### Task instructions
Write out the listing beneath this instruction in its entirety, exactly as it reads.

START

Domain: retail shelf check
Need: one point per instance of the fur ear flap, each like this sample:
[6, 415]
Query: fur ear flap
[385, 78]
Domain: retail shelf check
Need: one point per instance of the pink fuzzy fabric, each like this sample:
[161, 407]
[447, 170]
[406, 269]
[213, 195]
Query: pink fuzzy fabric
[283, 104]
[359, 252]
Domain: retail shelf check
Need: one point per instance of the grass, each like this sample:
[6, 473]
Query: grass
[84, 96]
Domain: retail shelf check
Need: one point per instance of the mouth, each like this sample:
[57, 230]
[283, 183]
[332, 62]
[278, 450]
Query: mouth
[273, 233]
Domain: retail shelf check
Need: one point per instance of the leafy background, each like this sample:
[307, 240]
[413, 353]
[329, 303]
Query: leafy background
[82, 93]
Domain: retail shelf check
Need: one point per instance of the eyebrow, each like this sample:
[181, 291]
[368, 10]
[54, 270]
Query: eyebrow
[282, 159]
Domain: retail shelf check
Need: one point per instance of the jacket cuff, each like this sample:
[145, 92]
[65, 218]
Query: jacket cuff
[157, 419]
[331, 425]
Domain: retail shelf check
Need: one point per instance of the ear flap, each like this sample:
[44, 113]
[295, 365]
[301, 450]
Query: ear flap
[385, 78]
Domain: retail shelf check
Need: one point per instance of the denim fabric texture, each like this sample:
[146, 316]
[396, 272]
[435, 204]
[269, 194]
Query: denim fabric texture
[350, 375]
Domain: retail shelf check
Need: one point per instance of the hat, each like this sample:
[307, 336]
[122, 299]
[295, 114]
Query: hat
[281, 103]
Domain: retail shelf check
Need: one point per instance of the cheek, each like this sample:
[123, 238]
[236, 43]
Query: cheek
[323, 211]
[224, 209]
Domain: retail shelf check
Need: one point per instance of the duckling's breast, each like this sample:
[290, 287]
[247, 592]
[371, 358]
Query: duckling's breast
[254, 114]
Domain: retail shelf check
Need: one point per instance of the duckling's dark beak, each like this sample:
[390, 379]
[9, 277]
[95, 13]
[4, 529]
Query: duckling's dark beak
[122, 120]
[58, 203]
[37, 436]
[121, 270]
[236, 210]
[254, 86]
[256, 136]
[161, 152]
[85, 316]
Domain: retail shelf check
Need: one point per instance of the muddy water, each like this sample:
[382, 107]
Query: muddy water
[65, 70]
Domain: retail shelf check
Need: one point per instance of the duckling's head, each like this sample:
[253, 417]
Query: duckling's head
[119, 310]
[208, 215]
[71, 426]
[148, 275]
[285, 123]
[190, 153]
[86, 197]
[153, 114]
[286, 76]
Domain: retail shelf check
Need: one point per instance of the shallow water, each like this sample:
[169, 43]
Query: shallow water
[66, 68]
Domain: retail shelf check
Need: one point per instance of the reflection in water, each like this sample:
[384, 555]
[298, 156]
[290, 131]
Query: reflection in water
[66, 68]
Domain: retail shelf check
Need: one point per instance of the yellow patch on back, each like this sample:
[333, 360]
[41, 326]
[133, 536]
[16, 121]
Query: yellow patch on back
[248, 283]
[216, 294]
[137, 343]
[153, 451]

END

### Response to the exercise
Domain: retail shelf check
Need: one point per instance of the fur ear flap, each like this sample:
[6, 415]
Query: fur ear flap
[385, 78]
Domain: retail shelf check
Need: one point per instance of the pink fuzzy fabric, each like this sample:
[161, 407]
[447, 170]
[406, 269]
[213, 195]
Query: pink fuzzy fabric
[283, 104]
[359, 252]
Domain: retail shelf check
Need: one point per instance of the grass, each like this sample:
[6, 473]
Query: grass
[84, 96]
Domain: retail shelf check
Need: one point per instance of the mouth, each like this sample:
[57, 230]
[283, 183]
[332, 62]
[278, 450]
Query: mouth
[273, 233]
Domain: retail shelf check
Need: one point per instance of the leafy background, each like this sample:
[307, 240]
[413, 353]
[329, 303]
Query: leafy background
[82, 93]
Domain: retail shelf check
Need: one point per instance of the eyebrow, each like this sample:
[181, 291]
[368, 10]
[54, 270]
Query: eyebrow
[282, 159]
Domain: retail shelf check
Need: one point per instance of the jacket cuff, each like this sample:
[145, 92]
[65, 218]
Query: jacket cuff
[157, 419]
[331, 425]
Domain: retail shelf check
Need: one point per instance of the ear flap, each like this sample:
[44, 113]
[295, 365]
[301, 450]
Query: ear flap
[385, 78]
Domain: retail shelf check
Need: one point per instance of the denim fabric texture, each like this sample:
[146, 316]
[396, 272]
[435, 204]
[269, 194]
Query: denim fabric texture
[350, 375]
Domain: retail shelf check
Need: one point per instance of the hat, each like this sample:
[307, 336]
[122, 299]
[295, 114]
Query: hat
[281, 103]
Domain: retail shelf check
Need: one point per instance of the cheek, each like this sample:
[123, 238]
[236, 43]
Query: cheek
[323, 211]
[224, 209]
Domain: retail shelf check
Need: one point per instance of the duckling's breast, each like this sample:
[290, 287]
[247, 592]
[371, 358]
Query: duckling's breast
[254, 114]
Domain: retail shelf check
Need: one point per instance of the duckling's dark beak, each like this sample:
[390, 379]
[9, 277]
[95, 13]
[4, 529]
Query: duckling's dark beak
[122, 120]
[58, 203]
[37, 436]
[121, 270]
[236, 210]
[254, 86]
[256, 136]
[161, 152]
[85, 316]
Domain: retail shelf check
Need: one point per instance of the muddy water, each like this sample:
[382, 107]
Query: muddy water
[65, 70]
Domain: retail shelf check
Need: one point per instance of the duckling's head, each like this sample:
[253, 417]
Query: duckling's head
[119, 310]
[208, 215]
[71, 426]
[148, 275]
[285, 123]
[190, 153]
[86, 197]
[153, 114]
[286, 76]
Domain: retail shelf check
Need: one point per instance of the shallow water, each like this sample:
[169, 43]
Query: shallow water
[66, 68]
Domain: retail shelf check
Need: one point per instance of the reflection in water, each like this sample:
[384, 555]
[298, 156]
[290, 131]
Query: reflection in water
[66, 68]
Domain: retail shelf check
Need: one point per instance of the yellow patch on back, each like this sample:
[333, 360]
[41, 326]
[133, 536]
[16, 121]
Query: yellow patch on back
[248, 283]
[216, 294]
[137, 343]
[153, 451]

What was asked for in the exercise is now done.